*** Dataset entries

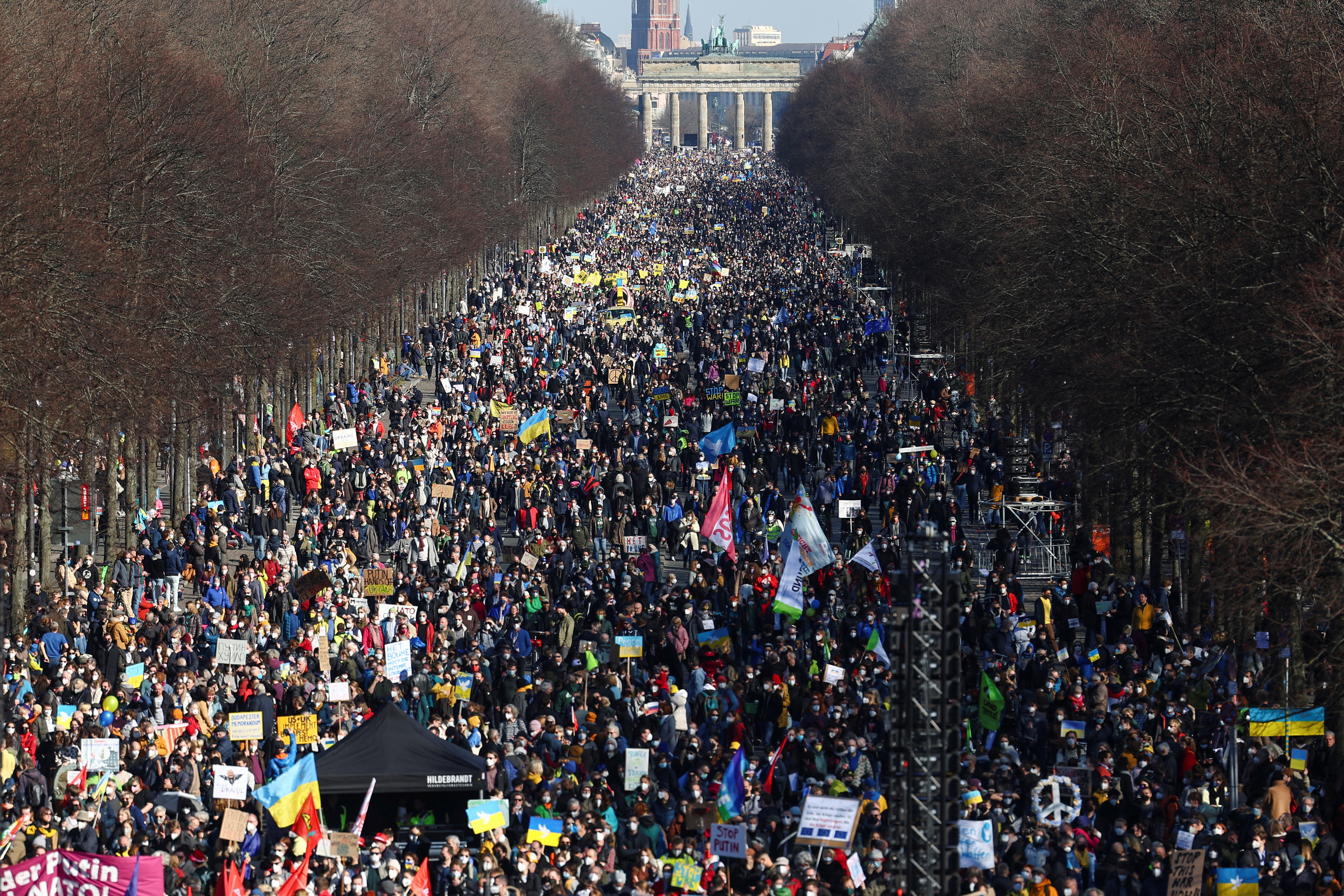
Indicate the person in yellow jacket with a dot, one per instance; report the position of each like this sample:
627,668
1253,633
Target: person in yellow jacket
1143,618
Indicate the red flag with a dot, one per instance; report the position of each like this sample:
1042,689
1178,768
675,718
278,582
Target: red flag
769,777
296,422
298,880
307,825
707,875
420,884
720,519
230,883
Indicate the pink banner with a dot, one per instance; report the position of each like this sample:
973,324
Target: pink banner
68,874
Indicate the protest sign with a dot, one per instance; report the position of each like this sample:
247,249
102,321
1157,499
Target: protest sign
304,727
69,872
636,766
232,652
827,821
729,841
245,726
234,825
397,660
1187,875
230,782
100,754
379,583
630,645
312,583
976,844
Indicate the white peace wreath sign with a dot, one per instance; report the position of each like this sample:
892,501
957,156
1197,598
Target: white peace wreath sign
1060,810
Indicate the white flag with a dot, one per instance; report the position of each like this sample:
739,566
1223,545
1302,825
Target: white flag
808,537
867,558
788,597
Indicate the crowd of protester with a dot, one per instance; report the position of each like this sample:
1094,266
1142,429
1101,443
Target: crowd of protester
701,295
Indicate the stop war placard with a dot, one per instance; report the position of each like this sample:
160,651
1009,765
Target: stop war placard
729,841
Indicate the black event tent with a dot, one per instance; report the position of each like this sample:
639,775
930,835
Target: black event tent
402,756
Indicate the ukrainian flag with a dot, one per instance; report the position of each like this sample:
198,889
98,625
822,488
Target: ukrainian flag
486,815
548,832
539,425
285,796
1238,882
1288,723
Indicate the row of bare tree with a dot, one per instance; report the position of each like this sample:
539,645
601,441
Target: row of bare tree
1135,209
207,203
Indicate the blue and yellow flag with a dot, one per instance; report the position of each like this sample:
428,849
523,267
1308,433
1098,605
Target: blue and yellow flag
1288,723
545,831
135,675
535,426
486,815
1238,882
285,796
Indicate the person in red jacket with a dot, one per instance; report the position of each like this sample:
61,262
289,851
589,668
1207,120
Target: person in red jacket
527,516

******

• [Problem details] Could the entries be output exactly as written, but without their images?

• [Task answer]
Indicate the person in yellow jacket with a dot, one per instance; report the position of each like this sample:
627,668
1253,633
Target: person in yellow jacket
1143,618
Indicate the red flag with a dot, one per instance; report the position of each like this sample:
1042,689
1178,768
675,718
278,582
Target: red flag
769,777
296,422
298,880
307,825
707,875
420,884
720,519
230,883
Indicate the pink banner with a dot, one per instance; report the position of each like this sample:
973,324
Target: pink banner
68,874
Indicate the protest sign with a dot, one per instance; report the position of each like this sample:
247,249
102,321
1157,499
Target: protest sign
304,727
69,872
636,766
232,652
827,821
729,841
245,726
234,825
397,660
1187,875
230,782
100,754
379,583
630,645
312,583
976,844
Indicate the white peace wreath sign with a dot, one per instance; report the position of each like this sample:
892,501
957,156
1197,598
Target: white peace wreath sign
1060,810
Indicate the white flag with a dot, one per instance; report the position of each like this sample:
739,566
1223,545
1302,825
Target: white flag
808,537
867,558
788,597
Indicate the crowd of protester with a dot, one per instance; report the position of each like this sample:
1094,266
1142,429
1101,443
Target: crowd of protester
701,295
Indicate the stop war placard with a dot, one per instance; report the position of each like this sample:
160,651
1009,765
Target: stop war placard
729,841
Indicate the black event tent with a dot, one per instance; report the position of each like this sample:
639,775
930,835
Target: black event tent
402,756
Indicate the ukrainian flag with a dot, one per instance; report the position of each like this sample:
198,889
98,625
822,488
Target: ukrainian flag
486,815
548,832
539,425
285,796
1238,882
1288,723
Indicate the row of bare tree with a dot, one per instance; report the position of each like this sample:
539,645
601,441
Target: row of bare tree
1135,209
207,203
Indicate the blue and yellow flag with a dot, one per instance; report the position of each like this sample:
428,849
523,267
1308,433
1098,605
Target: blue and yellow flag
1288,723
545,831
135,675
535,426
486,815
1238,882
285,796
Indicate the person in red jacket with a dot, one per instance; report the position of each like this sample:
61,262
289,851
589,668
1207,120
Target: person in red jacket
527,516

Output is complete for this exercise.